* Questions on the material *
a: According to the Watson commentary, what had Watson done before the accusations?
b: Continue the Watson commentary from the point where it stops.

* Document excerpt *
----
He also assumes that the grand jury felt the women lied, though the deliberations are not public, and that sexual impropriety accusations against Washington Commanders’ owner Dan Snyder have been ignored, which they have not been.

Beyond that, it becomes, well, “inside football,” because you’d first have to be enough of a fan to know that Watson’s former team has been imploding since the death of its former owner. Jones claims the Texans sat Watson because of assumed guilt, but, before the accusations, Watson had joined several prominent teammates in requesting a trade, saying he would not play for the team.

All of which comes before we try to figure out what he actually did, which requires having watched him at press conferences and knowing that he comes across as an awkwardly shy individual who may, indeed, be absolutely brilliant as an athlete but utterly clueless about the opposite sex.
----
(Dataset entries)
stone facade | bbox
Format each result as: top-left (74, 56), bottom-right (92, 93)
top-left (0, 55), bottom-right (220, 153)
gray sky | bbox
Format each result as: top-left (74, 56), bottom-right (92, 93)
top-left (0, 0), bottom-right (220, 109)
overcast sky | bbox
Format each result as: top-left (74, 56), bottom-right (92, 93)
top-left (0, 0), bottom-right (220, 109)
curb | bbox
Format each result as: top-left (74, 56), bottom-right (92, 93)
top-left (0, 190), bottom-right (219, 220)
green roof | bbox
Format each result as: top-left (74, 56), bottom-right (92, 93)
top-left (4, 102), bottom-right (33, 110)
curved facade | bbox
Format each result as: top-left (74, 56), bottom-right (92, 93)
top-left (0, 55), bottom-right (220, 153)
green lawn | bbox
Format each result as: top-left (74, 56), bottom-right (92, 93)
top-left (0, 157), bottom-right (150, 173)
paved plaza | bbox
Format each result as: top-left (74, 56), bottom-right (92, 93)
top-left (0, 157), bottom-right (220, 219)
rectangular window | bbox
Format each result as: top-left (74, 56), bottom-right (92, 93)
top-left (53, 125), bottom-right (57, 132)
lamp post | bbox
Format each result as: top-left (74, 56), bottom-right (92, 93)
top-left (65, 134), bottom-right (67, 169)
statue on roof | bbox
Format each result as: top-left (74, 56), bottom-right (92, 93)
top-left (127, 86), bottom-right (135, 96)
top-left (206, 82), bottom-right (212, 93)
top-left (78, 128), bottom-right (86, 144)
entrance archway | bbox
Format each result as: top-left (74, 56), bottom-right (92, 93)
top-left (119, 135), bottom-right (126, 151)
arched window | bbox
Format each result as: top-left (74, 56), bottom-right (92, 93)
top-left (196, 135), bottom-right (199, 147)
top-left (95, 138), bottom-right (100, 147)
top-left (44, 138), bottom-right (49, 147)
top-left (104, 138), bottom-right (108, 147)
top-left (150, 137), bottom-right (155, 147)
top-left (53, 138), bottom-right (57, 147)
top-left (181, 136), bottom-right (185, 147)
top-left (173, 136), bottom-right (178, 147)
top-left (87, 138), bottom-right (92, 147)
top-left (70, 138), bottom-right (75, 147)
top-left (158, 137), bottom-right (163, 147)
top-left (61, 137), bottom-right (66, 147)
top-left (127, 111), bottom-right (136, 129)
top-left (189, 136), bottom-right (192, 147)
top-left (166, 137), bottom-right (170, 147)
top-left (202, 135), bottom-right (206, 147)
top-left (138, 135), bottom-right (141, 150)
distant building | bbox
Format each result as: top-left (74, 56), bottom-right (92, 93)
----
* Answer section *
a: He had joined several prominent teammates in requesting a trade, saying he would not play for the team.

b:
Obviously, he did something. As NBC’s Mike Florio wrote

My take is that Watson is what the girls call a “creep,” someone who takes liberties not because he is a predator but because he doesn’t recognize limits and so should be avoided.

It’s not exactly an exclusive category, and it’s gravely disillusioning, because he has donated 173 homes to Habitat for Humanity and gave his first pro paycheck to some women who lost their houses in Hurricane Harvey. Nor is he stupid, having graduated from Clemson with honors in only three years.

None of which precludes him from behaving like a jackass with women, but the grand jury heard the details and decided he hadn’t crossed the line from creepiness into criminal behavior.

He still faces civil suits from the women, and, as Florio says, “Watson should settle the cases, now. He needs to put this behind him. He needs to make sure the 22 plaintiffs have gotten some sense of justice.”

The wheels of justice are still turning; we should put away the rope.

Correction: The district attorney only brought nine of the 22 complaints to the grand jury. Eight of the women testified and the jury returned nine no-bills, meaning they felt none of the charges rose to the level of a crime.  More details here.


Shut up, Ted, as Telnaes explains.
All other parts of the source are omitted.